-- start of Data extract --
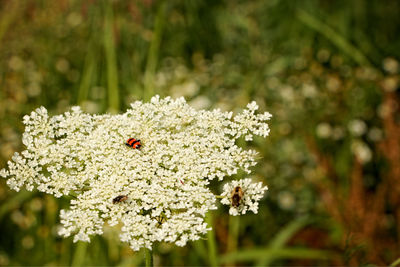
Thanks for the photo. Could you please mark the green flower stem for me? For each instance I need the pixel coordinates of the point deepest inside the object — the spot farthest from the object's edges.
(212, 246)
(79, 255)
(234, 223)
(148, 253)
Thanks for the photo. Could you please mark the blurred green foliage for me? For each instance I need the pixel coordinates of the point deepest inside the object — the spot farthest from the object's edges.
(327, 70)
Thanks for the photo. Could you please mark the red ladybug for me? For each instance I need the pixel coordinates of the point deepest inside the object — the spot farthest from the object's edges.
(133, 143)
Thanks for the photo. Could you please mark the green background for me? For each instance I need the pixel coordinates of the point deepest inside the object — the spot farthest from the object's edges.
(328, 71)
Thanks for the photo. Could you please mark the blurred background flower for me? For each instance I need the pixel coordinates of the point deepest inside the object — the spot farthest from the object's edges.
(327, 70)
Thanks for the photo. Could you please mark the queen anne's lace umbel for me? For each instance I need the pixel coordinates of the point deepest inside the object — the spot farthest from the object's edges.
(163, 184)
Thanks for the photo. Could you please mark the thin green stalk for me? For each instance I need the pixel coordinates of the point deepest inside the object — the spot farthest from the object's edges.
(15, 201)
(111, 61)
(212, 244)
(152, 55)
(79, 255)
(148, 257)
(234, 223)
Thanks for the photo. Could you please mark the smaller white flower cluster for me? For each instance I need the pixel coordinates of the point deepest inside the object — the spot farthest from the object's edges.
(242, 195)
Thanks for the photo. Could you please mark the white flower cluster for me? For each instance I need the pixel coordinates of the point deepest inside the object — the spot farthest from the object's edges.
(158, 192)
(246, 195)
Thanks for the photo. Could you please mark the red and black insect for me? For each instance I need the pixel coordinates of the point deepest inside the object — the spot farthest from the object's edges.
(120, 199)
(133, 143)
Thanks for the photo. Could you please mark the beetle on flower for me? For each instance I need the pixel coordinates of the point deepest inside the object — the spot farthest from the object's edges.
(81, 154)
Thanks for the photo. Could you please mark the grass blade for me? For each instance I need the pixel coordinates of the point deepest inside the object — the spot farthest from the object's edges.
(282, 253)
(337, 39)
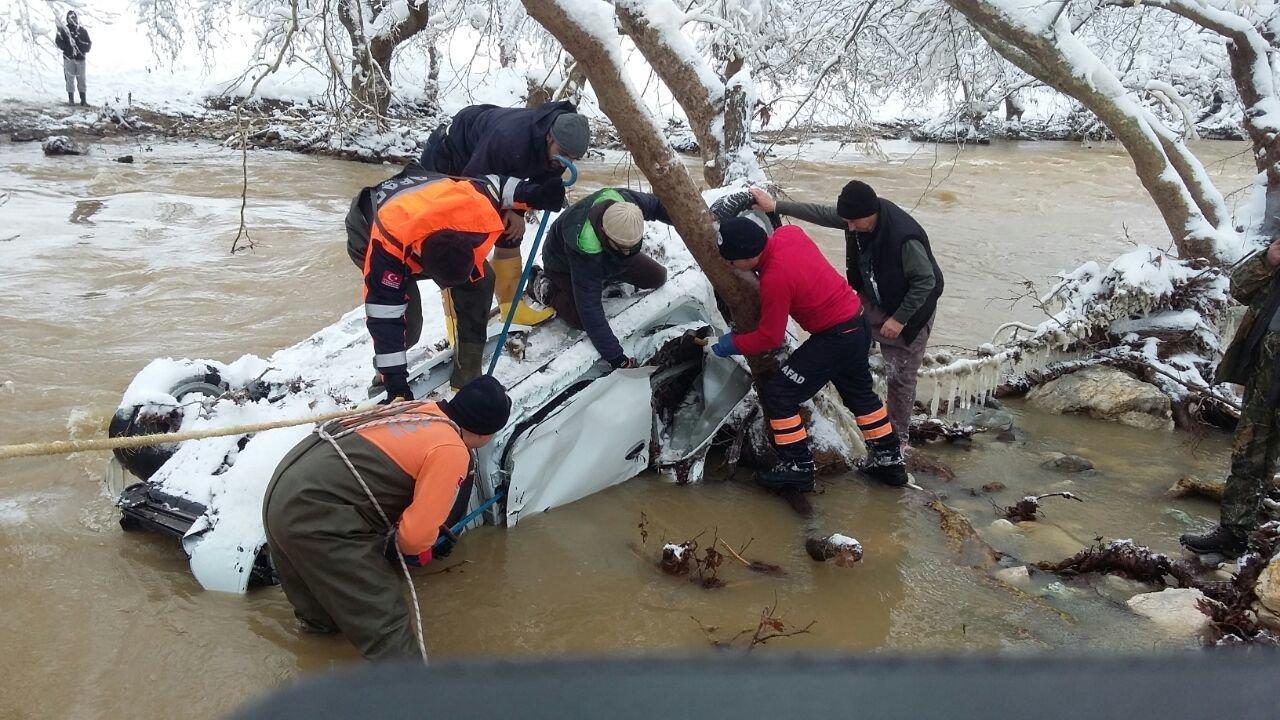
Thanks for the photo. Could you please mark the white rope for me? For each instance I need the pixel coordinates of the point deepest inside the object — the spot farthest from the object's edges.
(387, 415)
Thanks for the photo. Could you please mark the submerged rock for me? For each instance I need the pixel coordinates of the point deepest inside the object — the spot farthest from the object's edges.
(62, 145)
(1267, 587)
(1173, 609)
(1064, 463)
(1106, 393)
(1016, 577)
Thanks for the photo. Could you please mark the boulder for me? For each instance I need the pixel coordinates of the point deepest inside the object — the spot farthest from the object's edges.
(1267, 587)
(1173, 609)
(1065, 463)
(62, 145)
(1106, 393)
(1015, 577)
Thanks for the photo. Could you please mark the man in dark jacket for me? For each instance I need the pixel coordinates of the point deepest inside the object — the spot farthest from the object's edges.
(519, 142)
(74, 42)
(891, 265)
(1253, 361)
(598, 241)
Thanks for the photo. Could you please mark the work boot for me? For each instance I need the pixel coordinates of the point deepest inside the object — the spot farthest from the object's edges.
(787, 474)
(1219, 541)
(885, 461)
(506, 276)
(467, 358)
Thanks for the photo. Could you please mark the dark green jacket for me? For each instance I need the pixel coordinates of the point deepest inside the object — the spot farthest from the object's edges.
(1257, 285)
(575, 247)
(905, 287)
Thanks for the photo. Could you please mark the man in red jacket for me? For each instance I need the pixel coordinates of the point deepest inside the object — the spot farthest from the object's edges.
(798, 281)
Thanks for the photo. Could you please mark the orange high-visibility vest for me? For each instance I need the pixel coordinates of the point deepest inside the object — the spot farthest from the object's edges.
(408, 210)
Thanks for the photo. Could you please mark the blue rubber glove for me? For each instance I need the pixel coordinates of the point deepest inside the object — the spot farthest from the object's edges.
(725, 346)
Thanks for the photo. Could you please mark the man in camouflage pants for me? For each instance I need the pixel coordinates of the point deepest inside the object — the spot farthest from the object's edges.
(1253, 361)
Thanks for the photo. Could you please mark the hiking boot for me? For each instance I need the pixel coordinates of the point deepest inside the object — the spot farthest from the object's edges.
(885, 463)
(787, 474)
(1219, 541)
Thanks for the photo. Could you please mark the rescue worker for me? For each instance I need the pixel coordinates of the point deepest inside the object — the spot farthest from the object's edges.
(332, 548)
(425, 226)
(599, 241)
(1253, 361)
(74, 42)
(891, 265)
(520, 142)
(796, 281)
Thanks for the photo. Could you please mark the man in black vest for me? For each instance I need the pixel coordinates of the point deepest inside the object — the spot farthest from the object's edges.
(891, 265)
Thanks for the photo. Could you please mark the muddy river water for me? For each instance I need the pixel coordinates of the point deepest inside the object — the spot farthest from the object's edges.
(106, 265)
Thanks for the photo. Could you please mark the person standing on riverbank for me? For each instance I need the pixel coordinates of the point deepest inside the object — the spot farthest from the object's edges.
(796, 281)
(337, 540)
(519, 142)
(599, 241)
(1252, 360)
(891, 265)
(74, 42)
(425, 226)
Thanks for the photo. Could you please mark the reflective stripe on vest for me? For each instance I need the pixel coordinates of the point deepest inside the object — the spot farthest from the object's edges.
(586, 238)
(408, 217)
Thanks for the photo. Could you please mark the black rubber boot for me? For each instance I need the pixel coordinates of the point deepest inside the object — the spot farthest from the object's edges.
(885, 461)
(1219, 541)
(789, 474)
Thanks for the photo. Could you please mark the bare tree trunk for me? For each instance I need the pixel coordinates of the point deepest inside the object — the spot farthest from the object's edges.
(432, 92)
(1248, 53)
(702, 103)
(371, 55)
(737, 158)
(653, 155)
(1041, 54)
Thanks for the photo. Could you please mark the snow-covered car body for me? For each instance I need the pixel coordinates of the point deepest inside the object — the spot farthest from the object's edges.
(576, 425)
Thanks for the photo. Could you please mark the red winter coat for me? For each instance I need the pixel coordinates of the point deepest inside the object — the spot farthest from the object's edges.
(798, 281)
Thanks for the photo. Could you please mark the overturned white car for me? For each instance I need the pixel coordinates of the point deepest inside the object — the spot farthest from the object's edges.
(209, 492)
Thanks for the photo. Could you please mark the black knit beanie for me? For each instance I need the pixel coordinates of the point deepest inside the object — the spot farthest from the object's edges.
(481, 406)
(856, 201)
(740, 238)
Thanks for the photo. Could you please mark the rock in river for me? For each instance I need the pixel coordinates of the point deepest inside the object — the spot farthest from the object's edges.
(1173, 609)
(1269, 587)
(62, 145)
(1065, 463)
(1106, 393)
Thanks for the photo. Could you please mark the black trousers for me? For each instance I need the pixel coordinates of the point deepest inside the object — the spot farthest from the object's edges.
(837, 356)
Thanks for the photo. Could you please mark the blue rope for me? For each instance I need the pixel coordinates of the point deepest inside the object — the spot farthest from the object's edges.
(529, 268)
(461, 524)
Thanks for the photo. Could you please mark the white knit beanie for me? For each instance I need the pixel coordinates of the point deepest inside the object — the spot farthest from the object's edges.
(624, 224)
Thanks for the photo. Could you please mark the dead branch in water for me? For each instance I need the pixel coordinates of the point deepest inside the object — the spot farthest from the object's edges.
(682, 560)
(754, 565)
(769, 627)
(1027, 509)
(961, 534)
(923, 463)
(1198, 487)
(1116, 557)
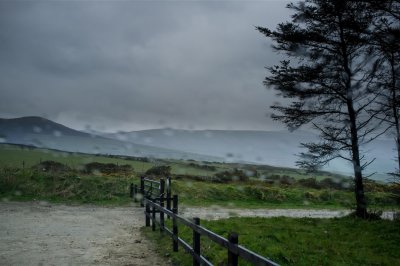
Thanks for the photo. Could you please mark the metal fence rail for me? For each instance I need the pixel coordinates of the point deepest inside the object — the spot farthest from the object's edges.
(154, 204)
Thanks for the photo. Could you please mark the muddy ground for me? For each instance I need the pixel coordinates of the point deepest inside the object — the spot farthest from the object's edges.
(45, 234)
(39, 233)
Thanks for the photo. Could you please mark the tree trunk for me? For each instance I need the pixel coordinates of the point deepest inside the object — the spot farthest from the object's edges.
(361, 204)
(394, 109)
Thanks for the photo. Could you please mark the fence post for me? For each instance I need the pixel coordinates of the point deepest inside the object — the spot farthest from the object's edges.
(147, 212)
(131, 191)
(162, 195)
(168, 194)
(174, 224)
(233, 238)
(153, 218)
(142, 191)
(135, 192)
(196, 242)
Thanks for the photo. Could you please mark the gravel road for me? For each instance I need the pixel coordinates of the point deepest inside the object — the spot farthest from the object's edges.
(38, 233)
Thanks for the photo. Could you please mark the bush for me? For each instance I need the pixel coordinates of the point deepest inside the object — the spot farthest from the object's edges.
(229, 176)
(51, 166)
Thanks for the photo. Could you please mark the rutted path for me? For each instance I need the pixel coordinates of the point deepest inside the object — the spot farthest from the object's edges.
(215, 213)
(34, 233)
(44, 234)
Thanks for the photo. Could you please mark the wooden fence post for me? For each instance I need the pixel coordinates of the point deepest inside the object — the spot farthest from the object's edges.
(147, 213)
(142, 191)
(233, 238)
(131, 191)
(175, 224)
(168, 185)
(153, 218)
(196, 242)
(162, 195)
(135, 193)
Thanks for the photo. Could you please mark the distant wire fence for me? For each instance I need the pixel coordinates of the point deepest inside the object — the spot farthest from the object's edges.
(155, 194)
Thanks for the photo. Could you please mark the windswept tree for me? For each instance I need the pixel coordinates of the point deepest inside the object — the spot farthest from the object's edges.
(385, 43)
(327, 77)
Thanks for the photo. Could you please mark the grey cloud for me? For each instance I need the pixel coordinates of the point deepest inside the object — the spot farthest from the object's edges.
(141, 63)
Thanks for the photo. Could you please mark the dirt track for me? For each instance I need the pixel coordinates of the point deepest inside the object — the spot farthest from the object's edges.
(38, 233)
(45, 234)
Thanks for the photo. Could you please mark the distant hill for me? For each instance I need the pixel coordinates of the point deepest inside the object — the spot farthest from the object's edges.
(44, 133)
(278, 148)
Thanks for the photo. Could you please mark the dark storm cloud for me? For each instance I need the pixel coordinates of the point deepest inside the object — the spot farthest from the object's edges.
(135, 64)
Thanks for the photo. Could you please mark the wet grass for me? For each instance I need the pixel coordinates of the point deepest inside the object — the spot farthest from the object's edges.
(259, 194)
(297, 241)
(67, 187)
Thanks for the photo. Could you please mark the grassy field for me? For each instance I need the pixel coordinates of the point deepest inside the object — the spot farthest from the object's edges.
(288, 241)
(16, 156)
(291, 241)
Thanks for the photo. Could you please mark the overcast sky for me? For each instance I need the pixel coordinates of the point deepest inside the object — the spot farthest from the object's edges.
(131, 65)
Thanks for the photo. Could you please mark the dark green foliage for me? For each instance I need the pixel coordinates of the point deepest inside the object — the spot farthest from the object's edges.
(51, 166)
(297, 241)
(229, 176)
(328, 81)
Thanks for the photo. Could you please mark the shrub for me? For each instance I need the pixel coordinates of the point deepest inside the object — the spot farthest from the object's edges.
(229, 176)
(51, 166)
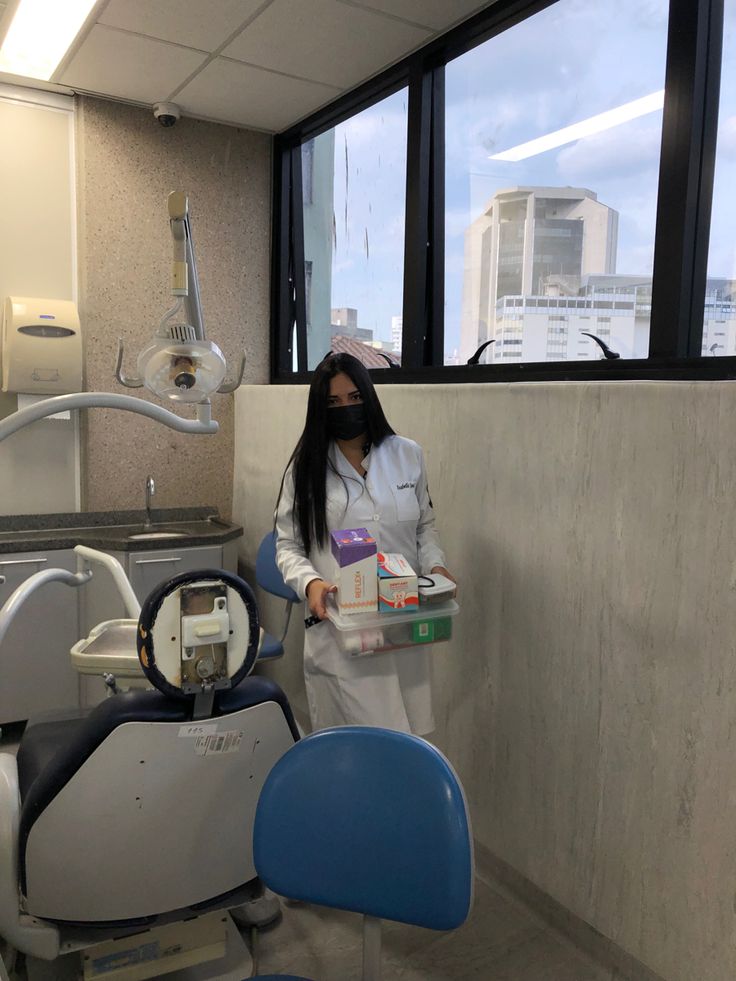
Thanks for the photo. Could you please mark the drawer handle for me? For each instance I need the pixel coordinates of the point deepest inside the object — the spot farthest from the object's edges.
(23, 562)
(174, 558)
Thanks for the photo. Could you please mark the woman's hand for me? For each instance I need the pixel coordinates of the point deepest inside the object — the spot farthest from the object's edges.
(442, 571)
(317, 591)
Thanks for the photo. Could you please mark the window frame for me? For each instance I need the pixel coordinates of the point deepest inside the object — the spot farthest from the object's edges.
(682, 228)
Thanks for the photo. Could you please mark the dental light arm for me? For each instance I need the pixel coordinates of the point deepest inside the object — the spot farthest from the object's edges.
(107, 400)
(180, 363)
-- end of Data extract --
**Exercise task:** Set down, exactly and in full, the lines from the one containing "Thanks for the photo. Could you please mark the drawer" through the end of the entries; no other line belongs.

**Finished exercise:**
Thanks for the photo. Could you please mark the drawer handle for me? For each instance I need the pixel coordinates of the point deepest inside the object — the spot farthest from the object's edges.
(23, 562)
(174, 558)
Thanks for the photo. Could you please mark the woman's hand for me? For each instance I need the pixel coordinates of the point deepest inside the object — the spot farthest from the object's edges.
(442, 571)
(317, 591)
Thanks for the photo. Could you please mark the window frame for me? For each instance I need the pixel coordinates of the point deepest inside the object — the spot farthest from the object's edges.
(682, 228)
Thanks for the photo. Could you please mark the dental light arm for me? For each instance I need the pixel coordinates of the point deepest inside the object — the spot farthest from the object's edges.
(107, 400)
(180, 363)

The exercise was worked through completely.